**GIVEN PROBLEM 1**
From the sensor arrangement passage, list every material it names for the foil and for the ink used to print on it.
**GIVEN PROBLEM 2**
Answer these questions from the sensor arrangement passage.
(a) What does Figure 5 show?
(b) What shape are the sensors 5' of Figure 1, and in what pattern are they arranged?
(c) What does connection strip 8' provide?

**DOCUMENT PASSAGE**

BRIEF DESCRIPTION OF THE DRAWINGS

[0034] The inventive system is described below in more detail purely by way of example with the aid of concrete exemplary embodiments illustrated schematically in the drawings, further advantages of the invention also being examined. Identical elements are labelled with the same reference numerals in the figures. In detail:

[0035] Figure 1 shows a schematic depiction of an sensor arrangement according to the invention;

[0036] Figure 2 shows a further schematic depiction of an sensor arrangement according to the invention;

[0037] Figure 3 shows a schematic depiction of a cover sheet to which an sensor arrangement and a further sensor arrangement according to the invention are attached;

[0038] Figures 4a, b show schematic depictions of different possible placements of an sensor arrangement according to the invention on a cover sheet;

[0039] Figure 5 shows a schematic depiction of a drive-over ramp with cover sheet on which an inventive sensor arrangement is attached;

[0040] Figure 6 shows a schematic depiction of a connection mechanism with which the cover sheet is connected to a drive-over ramp;

[0041] Figures 7a, b show schematic depictions of possible spatial arrangements of components of a ground-pad module; and [0042] Figure 8 shows a schematic depiction of a ground-pad module without an sensor arrangement and a cover sheet.

DETAILED DESCRIPTION OF THE DRAWINGS

[0043] Figure 1 shows a schematic depiction of an sensor arrangement 3' according to the invention, in particular for detecting metal objects and/or living object, which sensor arrangement 3' is part of a ground-pad module for wirelessly charging batteries of electric vehicles.

[0044] The sensor arrangement 3' comprises a foil 4', and a plurality of sensors 5' and connection cables 6' which are printed on the foil 4', in particular using screen printing with silver ink and/or copper ink. The foil 4' may e.g. be embodied as PET foil or as Kapton foil. The foil 4' may be more flexible and elastic than state-of-the-art PCBs. An electric vehicle which accidently drives over of the foil 4' would therefore damage it less than in case it would drive over a state-of-the-art PCB with included detection arrays.

[0045] The sensors 5' of Figure 1 are rectangular sensors and are arranged in a two-dimensional array pattern. Each sensor 5' is connected by connection cables 6' to a connection strip 8', which connection strip 8' provides an interface to connect the sensor arrangement 3' to other components of the ground-pad module, in particular to a control and/or processing unit. Each sensor 5' may register changes in magnetic fields due to the presence of foreign objects, in particular metal objects or living objects. Individual connection cables 6' may be separated from each other using isolation layers between connection cables 6'.

**PROVIDED DATA**
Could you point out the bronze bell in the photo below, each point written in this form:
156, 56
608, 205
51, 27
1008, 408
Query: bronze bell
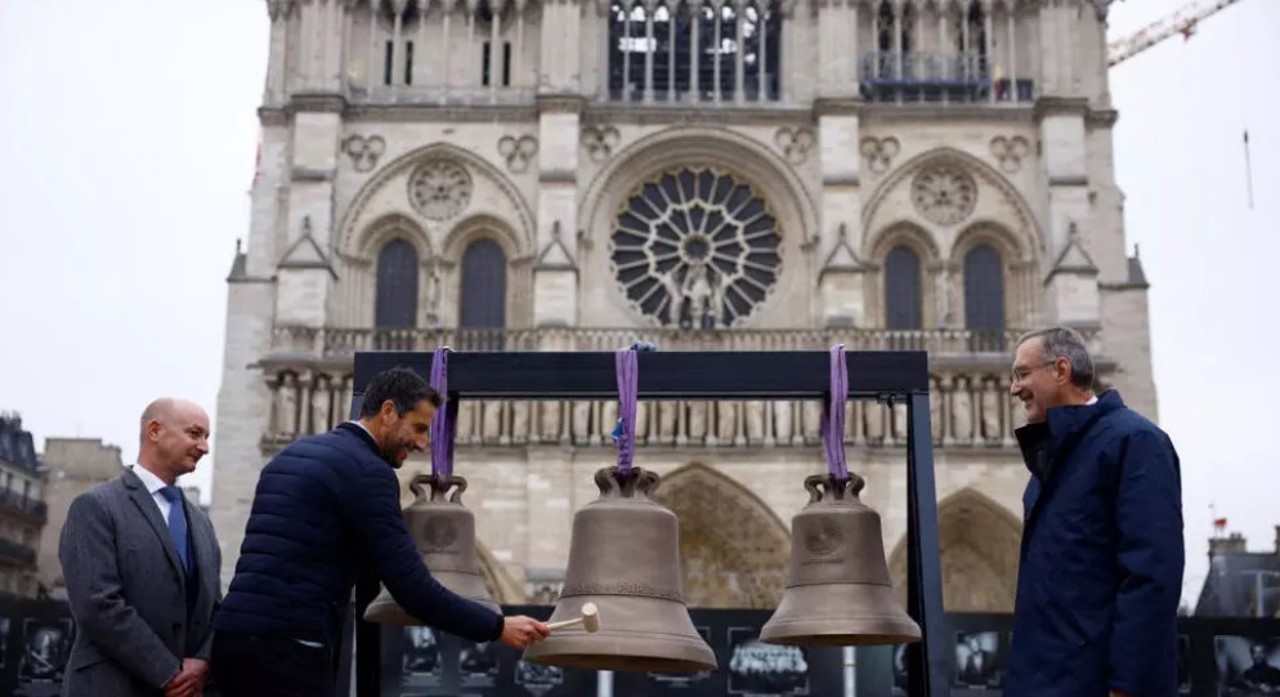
446, 535
625, 558
839, 591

**TASK ANSWER 1**
Foil: PET foil, Kapton foil
Printing ink: silver ink, copper ink

**TASK ANSWER 2**
(a) A schematic depiction of a drive-over ramp with a cover sheet on which an inventive sensor arrangement is attached.
(b) They are rectangular and arranged in a two-dimensional array pattern.
(c) An interface to connect sensor arrangement 3' to other components of the ground-pad module, in particular to a control and/or processing unit.